# QUESTIONS ON THE MATERIAL
a - Extract the passage of the CLIP walkthrough starting with "The CLIP (Contrastive" and going on through "2 Vectors (3D)".
b - Write the next part of the CLIP walkthrough, picking up after its final line.

# EXERCISE PASSAGE
• • • • • • •
The CLIP (Contrastive Language–Image Pre-training) model, a groundbreaking work by OpenAI, redefines the intersection of computer vision and natural language processing. It is the basis of all the multi-modal foundation models we see today.
How does CLIP work?
Walkthrough
Goal: 🟨 Learn a shared embedding space for text and image
[1] Given
↳ A mini batch of 3 text-image pairs
↳ OpenAI used 400 million text-image pairs to train its original CLIP model.
Process 1st pair: "big table"
[2] 🟪 Text → 2 Vectors (3D)
↳ Look up word embedding vectors using word2vec.
[3] 🟩 Image → 2 Vectors (4D)
↳ Divide the image into two patches.
↳ Flatten each patch
[4] Process other pairs
↳ Repeat [2]-[3]
[5] 🟪 Text Encoder & 🟩 Image Encoder
↳ Encode input vectors into feature vectors
↳ Here, both encoders are simple one layer perceptron (linear + ReLU)
↳ In practice, the encoders are usually transformer models.
[6] 🟪 🟩 Mean Pooling: 2 → 1 vector
↳ Average 2 feature vectors into a single vector by averaging across the columns
↳ The goal is to have one vector to represent each image or text
[7] 🟪 🟩 -> 🟨 Projection
↳ Note that the text and image feature vectors from the encoders have different dimensions (3D vs. 4D).
• • • • • • •
# SOURCE INFORMATION

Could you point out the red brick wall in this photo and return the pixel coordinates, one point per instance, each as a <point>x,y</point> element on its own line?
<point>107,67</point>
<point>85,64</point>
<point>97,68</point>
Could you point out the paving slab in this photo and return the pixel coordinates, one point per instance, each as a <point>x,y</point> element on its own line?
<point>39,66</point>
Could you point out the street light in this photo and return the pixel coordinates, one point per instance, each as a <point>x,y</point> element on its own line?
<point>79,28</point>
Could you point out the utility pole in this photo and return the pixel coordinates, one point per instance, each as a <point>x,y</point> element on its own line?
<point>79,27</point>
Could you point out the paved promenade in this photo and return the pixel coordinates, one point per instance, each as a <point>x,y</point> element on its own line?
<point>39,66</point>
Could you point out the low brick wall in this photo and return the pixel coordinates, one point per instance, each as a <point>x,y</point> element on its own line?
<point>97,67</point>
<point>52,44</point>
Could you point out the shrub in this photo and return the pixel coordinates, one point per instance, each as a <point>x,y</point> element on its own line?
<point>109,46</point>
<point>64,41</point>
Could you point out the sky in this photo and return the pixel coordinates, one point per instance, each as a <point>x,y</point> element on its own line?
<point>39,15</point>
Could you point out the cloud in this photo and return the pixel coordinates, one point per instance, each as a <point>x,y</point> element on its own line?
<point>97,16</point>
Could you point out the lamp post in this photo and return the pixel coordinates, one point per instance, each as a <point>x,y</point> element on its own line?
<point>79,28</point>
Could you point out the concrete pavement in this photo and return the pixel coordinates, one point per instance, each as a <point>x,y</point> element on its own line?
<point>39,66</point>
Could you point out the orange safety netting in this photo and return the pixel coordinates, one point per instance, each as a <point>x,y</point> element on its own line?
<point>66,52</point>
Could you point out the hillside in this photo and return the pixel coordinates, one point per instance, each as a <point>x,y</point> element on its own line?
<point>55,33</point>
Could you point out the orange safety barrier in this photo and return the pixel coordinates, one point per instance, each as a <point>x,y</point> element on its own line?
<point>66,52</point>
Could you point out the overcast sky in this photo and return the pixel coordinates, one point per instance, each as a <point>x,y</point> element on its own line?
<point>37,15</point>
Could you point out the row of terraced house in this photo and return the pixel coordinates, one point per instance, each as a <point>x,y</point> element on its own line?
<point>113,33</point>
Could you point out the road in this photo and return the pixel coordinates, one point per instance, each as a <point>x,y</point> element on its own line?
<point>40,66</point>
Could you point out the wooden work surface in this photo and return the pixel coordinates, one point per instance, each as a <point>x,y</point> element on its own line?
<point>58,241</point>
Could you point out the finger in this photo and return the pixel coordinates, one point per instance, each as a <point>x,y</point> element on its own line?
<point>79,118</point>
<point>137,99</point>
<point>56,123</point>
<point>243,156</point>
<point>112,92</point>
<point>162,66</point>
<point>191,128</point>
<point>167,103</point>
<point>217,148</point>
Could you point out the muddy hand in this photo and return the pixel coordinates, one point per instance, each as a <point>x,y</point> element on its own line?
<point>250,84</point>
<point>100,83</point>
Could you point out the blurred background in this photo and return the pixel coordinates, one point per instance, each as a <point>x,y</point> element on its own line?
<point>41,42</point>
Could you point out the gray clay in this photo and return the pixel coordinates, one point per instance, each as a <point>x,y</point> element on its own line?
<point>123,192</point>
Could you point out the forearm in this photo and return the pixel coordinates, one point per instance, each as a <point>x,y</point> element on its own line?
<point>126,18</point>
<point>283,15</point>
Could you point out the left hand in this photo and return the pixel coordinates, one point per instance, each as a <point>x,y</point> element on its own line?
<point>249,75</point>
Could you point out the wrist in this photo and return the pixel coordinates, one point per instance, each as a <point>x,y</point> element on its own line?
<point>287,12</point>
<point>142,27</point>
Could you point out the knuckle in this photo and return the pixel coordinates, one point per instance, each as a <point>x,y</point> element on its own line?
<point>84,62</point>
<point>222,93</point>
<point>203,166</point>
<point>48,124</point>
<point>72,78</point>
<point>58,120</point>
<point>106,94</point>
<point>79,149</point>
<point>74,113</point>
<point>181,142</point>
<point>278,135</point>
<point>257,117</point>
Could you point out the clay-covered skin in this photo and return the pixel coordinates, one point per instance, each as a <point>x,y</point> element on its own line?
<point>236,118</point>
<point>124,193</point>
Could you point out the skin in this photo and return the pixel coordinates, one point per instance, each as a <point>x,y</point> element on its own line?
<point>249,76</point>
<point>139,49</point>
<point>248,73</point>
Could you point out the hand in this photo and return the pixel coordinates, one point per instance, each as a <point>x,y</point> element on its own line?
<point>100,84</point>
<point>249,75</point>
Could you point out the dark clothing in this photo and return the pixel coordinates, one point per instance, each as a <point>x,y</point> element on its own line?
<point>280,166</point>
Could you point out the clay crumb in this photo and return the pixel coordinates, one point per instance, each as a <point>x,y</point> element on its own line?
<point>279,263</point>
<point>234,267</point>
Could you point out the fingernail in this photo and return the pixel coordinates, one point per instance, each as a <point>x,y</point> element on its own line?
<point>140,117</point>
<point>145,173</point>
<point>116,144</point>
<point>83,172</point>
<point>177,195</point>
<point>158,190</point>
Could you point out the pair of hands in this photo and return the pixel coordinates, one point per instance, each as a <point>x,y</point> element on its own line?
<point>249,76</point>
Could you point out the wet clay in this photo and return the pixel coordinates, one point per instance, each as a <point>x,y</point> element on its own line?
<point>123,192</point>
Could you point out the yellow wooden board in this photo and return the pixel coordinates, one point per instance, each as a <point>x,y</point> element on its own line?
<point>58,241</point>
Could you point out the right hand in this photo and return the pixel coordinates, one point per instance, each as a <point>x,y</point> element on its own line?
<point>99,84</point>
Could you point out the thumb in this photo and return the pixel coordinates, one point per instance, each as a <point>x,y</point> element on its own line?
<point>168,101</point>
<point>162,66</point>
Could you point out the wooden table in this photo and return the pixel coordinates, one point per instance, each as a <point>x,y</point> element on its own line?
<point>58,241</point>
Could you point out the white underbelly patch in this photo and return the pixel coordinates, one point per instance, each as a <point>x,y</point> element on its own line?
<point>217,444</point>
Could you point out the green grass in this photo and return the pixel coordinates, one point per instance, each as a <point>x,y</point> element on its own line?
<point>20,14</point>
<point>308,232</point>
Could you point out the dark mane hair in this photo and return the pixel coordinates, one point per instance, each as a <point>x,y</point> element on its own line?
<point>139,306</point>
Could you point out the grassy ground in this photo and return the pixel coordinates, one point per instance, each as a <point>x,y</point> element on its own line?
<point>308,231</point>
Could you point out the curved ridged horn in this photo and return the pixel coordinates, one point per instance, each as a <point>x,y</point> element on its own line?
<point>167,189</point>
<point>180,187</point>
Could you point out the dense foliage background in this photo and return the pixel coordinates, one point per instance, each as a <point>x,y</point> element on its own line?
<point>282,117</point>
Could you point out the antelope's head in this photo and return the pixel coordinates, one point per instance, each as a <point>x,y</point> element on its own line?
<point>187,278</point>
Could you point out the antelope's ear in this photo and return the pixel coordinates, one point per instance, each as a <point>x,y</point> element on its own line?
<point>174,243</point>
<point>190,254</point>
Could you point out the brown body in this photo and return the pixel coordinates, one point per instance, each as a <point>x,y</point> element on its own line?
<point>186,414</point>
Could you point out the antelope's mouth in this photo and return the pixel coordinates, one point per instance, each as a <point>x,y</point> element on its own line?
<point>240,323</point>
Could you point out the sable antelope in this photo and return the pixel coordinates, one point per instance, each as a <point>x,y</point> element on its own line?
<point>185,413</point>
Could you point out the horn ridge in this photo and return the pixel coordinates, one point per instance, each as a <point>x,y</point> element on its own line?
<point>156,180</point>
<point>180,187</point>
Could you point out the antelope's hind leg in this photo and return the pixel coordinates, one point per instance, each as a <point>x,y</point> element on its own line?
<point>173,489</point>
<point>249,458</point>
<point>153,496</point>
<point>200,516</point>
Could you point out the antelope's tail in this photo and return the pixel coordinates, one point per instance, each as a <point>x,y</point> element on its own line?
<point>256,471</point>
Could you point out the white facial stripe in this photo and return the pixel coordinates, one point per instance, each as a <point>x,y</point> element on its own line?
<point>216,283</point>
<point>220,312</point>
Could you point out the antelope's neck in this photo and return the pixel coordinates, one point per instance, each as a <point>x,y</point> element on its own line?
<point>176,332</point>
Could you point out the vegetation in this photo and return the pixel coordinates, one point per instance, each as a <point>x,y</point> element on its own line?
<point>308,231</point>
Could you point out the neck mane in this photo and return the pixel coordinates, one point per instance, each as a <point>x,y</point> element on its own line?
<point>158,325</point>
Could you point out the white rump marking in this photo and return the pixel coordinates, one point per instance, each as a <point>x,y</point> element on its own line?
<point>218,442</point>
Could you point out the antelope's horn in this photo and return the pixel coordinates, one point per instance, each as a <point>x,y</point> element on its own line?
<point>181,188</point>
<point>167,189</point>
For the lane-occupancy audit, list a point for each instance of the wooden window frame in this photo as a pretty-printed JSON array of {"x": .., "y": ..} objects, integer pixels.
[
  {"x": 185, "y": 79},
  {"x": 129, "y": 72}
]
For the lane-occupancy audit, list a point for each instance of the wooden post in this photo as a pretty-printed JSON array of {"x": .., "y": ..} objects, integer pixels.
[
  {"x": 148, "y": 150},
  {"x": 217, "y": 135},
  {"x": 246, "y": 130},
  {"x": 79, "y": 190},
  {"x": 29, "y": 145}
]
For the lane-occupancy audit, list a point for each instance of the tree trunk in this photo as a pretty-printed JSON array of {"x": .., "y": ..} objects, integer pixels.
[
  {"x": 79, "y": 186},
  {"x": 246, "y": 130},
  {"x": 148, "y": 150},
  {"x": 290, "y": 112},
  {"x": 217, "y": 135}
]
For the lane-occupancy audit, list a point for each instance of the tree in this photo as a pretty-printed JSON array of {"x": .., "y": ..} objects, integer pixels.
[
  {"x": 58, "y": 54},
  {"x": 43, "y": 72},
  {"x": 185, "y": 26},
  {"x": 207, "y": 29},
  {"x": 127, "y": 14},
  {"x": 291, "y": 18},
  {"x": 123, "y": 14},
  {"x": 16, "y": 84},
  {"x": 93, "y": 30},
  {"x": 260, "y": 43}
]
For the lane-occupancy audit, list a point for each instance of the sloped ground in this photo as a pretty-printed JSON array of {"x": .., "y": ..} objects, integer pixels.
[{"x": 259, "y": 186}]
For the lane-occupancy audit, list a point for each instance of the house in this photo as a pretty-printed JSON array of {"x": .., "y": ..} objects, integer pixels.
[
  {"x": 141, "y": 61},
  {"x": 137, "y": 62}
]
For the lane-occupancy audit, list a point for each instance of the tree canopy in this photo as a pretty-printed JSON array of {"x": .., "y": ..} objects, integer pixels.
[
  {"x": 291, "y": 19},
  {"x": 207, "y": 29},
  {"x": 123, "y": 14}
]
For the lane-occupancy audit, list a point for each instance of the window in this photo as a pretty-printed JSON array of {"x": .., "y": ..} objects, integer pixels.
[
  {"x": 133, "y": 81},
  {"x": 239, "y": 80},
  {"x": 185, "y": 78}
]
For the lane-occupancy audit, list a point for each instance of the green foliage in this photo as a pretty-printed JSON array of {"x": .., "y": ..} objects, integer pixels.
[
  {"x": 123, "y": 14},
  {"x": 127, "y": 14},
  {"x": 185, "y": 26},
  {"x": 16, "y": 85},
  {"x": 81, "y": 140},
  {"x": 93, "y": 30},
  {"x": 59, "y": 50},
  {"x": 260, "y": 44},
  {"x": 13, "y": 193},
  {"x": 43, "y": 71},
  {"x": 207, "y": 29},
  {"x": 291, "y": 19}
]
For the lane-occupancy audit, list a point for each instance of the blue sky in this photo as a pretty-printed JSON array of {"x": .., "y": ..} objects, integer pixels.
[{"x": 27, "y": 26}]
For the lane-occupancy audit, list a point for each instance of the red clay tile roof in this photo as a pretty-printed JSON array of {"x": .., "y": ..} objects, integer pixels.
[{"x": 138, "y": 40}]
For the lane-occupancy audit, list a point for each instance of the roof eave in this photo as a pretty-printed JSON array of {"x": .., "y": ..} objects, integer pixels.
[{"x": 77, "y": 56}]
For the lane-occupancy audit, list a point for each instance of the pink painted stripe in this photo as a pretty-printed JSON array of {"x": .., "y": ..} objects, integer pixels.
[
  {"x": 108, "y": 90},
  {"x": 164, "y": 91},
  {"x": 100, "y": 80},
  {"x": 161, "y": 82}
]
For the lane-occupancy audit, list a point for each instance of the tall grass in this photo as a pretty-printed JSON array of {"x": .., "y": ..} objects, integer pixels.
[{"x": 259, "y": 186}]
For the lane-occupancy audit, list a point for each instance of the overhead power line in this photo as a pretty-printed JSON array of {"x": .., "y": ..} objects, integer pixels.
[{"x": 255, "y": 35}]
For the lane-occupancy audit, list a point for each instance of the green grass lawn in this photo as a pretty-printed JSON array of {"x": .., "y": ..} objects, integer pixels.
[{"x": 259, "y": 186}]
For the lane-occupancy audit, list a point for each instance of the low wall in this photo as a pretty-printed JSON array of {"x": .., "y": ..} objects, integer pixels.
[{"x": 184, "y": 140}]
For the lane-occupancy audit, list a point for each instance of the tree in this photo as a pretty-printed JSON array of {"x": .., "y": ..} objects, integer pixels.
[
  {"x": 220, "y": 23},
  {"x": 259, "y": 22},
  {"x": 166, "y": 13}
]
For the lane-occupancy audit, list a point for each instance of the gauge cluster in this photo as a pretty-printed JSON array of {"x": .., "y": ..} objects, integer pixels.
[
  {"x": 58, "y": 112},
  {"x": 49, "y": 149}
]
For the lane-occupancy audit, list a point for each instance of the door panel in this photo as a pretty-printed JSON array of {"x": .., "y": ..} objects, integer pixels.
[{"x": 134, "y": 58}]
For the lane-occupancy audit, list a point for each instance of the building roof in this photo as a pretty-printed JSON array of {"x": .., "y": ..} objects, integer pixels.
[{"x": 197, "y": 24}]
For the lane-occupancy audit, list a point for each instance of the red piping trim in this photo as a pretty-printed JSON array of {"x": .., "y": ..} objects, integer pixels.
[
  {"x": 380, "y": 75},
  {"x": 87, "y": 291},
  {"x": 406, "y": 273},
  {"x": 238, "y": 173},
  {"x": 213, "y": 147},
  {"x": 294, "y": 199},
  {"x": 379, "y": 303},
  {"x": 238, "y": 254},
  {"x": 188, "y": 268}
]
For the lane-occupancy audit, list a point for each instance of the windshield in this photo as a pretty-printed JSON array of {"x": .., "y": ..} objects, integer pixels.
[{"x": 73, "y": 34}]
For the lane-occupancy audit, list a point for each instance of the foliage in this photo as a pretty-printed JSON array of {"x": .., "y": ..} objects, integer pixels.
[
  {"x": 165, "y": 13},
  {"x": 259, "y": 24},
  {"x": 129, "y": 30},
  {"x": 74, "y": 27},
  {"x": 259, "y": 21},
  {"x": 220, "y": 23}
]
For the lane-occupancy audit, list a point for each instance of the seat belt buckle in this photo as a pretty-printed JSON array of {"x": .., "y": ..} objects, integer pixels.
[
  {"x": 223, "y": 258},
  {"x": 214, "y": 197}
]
• • • • • • •
# RESPONSES TO THE TASKS
a -
The CLIP (Contrastive Language–Image Pre-training) model, a groundbreaking work by OpenAI, redefines the intersection of computer vision and natural language processing. It is the basis of all the multi-modal foundation models we see today.
How does CLIP work?
Walkthrough
Goal: 🟨 Learn a shared embedding space for text and image
[1] Given
↳ A mini batch of 3 text-image pairs
↳ OpenAI used 400 million text-image pairs to train its original CLIP model.
Process 1st pair: "big table"
[2] 🟪 Text → 2 Vectors (3D)

b -
↳ Use a linear layer to project image and text vectors to a 2D shared embedding space.
🏋️ Contrastive Pre-training 🏋️
[8] Prepare for MatMul
↳ Copy text vectors (T1,T2,T3)
↳ Copy the transpose of image vectors (I1,I2,I3)
↳ They are all in the 2D shared embedding space.
[9] 🟦 MatMul
↳ Multiply T and I matrices.
↳ This is equivalent to taking dot product between every pair of image and text vectors.
↳ The purpose is to use dot product to estimate the similarity between a pair of image-text.
[10] 🟦 Softmax: e^x
↳ Raise e to the power of the number in each cell
↳ To simplify hand calculation, we approximate e^□ with 3^□.
[11] 🟦 Softmax: ∑
↳ Sum each row for 🟩 image→🟪 text
↳ Sum each column for 🟪 text→ 🟩 image
[12] 🟦 Softmax: 1 / sum
↳ Divide each element by the column sum to obtain a similarity matrix for 🟪 text→🟩 image
↳ Divide each element by the row sum to obtain a similarity matrix for 🟩 image→🟪 text
[13] 🟥 Loss Gradients
↳ The "Targets" for the similarity matrices are Identity Matrices.
↳ Why? If I and T come from the same pair (i=j), we want the highest value, which is 1, and 0 otherwise.
↳ Apply the simple equation of [Similarity - Target] to compute gradients of for both directions.
↳ Why so simple? Because when Softmax and Cross-Entropy Loss are used together, the math magically works out that way.
↳ These gradients kick off the backpropagation process to update weights and biases of the encoders and projection layers (red borders).